START Dataset

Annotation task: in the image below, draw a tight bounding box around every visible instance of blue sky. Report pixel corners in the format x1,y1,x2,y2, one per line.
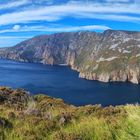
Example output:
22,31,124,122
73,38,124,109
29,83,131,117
0,0,140,47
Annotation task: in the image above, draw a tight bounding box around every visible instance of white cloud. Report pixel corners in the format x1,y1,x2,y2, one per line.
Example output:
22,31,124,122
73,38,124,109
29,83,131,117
0,3,140,25
0,25,110,34
106,0,130,3
0,0,29,10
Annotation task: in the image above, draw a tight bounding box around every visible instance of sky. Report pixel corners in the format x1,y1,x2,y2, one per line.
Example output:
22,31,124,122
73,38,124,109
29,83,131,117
0,0,140,47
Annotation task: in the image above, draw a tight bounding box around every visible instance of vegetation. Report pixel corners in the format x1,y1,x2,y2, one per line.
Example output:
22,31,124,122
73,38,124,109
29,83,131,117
0,87,140,140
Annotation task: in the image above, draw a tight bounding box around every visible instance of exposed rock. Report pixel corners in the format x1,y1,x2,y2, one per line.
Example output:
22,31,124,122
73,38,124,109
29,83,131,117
0,30,140,83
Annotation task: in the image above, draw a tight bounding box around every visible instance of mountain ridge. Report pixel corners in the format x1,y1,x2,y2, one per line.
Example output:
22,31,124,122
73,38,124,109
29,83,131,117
0,30,140,84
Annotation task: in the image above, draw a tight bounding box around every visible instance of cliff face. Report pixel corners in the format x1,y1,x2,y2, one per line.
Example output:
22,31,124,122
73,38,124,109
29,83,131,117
0,30,140,83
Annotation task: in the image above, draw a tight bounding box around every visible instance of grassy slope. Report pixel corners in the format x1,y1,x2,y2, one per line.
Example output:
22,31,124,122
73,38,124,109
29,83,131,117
0,88,140,140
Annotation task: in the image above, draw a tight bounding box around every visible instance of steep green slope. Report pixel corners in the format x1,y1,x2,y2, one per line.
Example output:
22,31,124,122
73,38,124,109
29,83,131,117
0,87,140,140
0,30,140,84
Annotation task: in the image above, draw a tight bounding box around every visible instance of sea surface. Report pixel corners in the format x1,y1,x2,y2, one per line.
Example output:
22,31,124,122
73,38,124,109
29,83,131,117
0,60,140,106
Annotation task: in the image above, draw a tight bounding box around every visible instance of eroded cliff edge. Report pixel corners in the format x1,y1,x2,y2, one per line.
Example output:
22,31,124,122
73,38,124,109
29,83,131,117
0,30,140,84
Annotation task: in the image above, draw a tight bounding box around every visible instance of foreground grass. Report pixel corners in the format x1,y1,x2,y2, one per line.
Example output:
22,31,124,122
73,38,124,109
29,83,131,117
0,87,140,140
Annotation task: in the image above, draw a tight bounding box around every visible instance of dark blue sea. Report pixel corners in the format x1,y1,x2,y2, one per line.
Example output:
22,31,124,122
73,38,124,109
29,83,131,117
0,60,140,106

END Dataset

▸ Task to carry out:
Rewrite all of the lines above, changing "tight bounding box" to "precise bounding box" wherever it occurs and keeping everything else the same. Leave the pictures out.

▸ Response:
Annotation task: in the image below, draw a precise bounding box around every visible instance of blue sky. Report pixel corners in the format x1,y1,x2,y2, one per line.
Example output:
22,31,124,122
73,38,124,109
29,83,131,117
0,0,140,47
Annotation task: in the image above, draw a precise bounding box around every visible instance of white cloud. Report pixel corners in the format x1,y1,x2,y2, one per line.
Example output:
22,31,124,122
73,38,124,109
29,83,131,117
0,3,140,25
0,25,110,34
106,0,130,3
0,0,29,10
Annotation task: in the image above, draw a precise bounding box around every visible instance of sky. Report pixel corners in the format x1,y1,x2,y2, one per line.
Example output:
22,31,124,122
73,38,124,109
29,83,131,117
0,0,140,47
Annotation task: in the image above, draw a precise bounding box around every visible instance of vegetation. Report pixel corners in the format x1,y1,x2,y2, one per line.
Example output:
22,31,124,122
73,38,124,109
29,83,131,117
0,87,140,140
Annotation task: in the image above, draw a precise bounding box around every visible instance of exposed rock. Report pixel corners in the format x1,y1,x2,y2, one per line.
Example output:
22,31,124,122
73,38,124,109
29,83,131,117
0,30,140,83
Annotation task: in the image above, draw a precise bounding box around every visible instance of mountain ridge. Report pixel corners in the format x1,y1,x2,y2, one per line.
Example output:
22,31,124,122
73,38,124,109
29,83,131,117
0,30,140,84
Annotation task: in the image above, draw a precise bounding box around every visible instance of cliff face. Report pixel corners in the format x1,y1,x2,y2, one per line.
Example output:
22,31,124,122
73,38,124,109
29,83,131,117
0,30,140,83
Annotation task: in the image above, draw a precise bounding box around every visible instance of grassy slope. Report pixel corners in the format x1,y1,x2,y2, one per line.
Example output:
22,31,124,122
73,38,124,109
29,83,131,117
0,88,140,140
Annotation task: in the image above, draw a precise bounding box around every visible instance of steep green slope. Report pixel corners in the format x1,y1,x2,y2, one per line.
Example output:
22,31,124,122
73,38,124,109
29,83,131,117
0,87,140,140
0,30,140,84
Annotation task: in the image above, draw a precise bounding box around every visible instance of sea surface. Report pixel corners in the format x1,y1,x2,y2, one per line.
Example output:
22,31,124,122
73,38,124,109
29,83,131,117
0,60,140,106
Annotation task: in the image above, draw a precise bounding box around every visible instance of eroded cliff edge. Report pixel corners in the format x1,y1,x2,y2, one per line.
Example output:
22,31,124,122
73,38,124,109
29,83,131,117
0,30,140,84
Annotation task: in the image above, draw a precise bounding box around every visible instance of foreground grass. Report pixel corners in the format x1,y1,x2,y2, one per line.
Example output:
22,31,124,122
73,38,124,109
29,83,131,117
0,87,140,140
Annotation task: in the image above, draw a precise bounding box around every visible instance of dark blue sea. Report pixel corners in the format x1,y1,x2,y2, one per line.
Example output:
22,31,124,122
73,38,124,109
29,83,131,117
0,60,140,106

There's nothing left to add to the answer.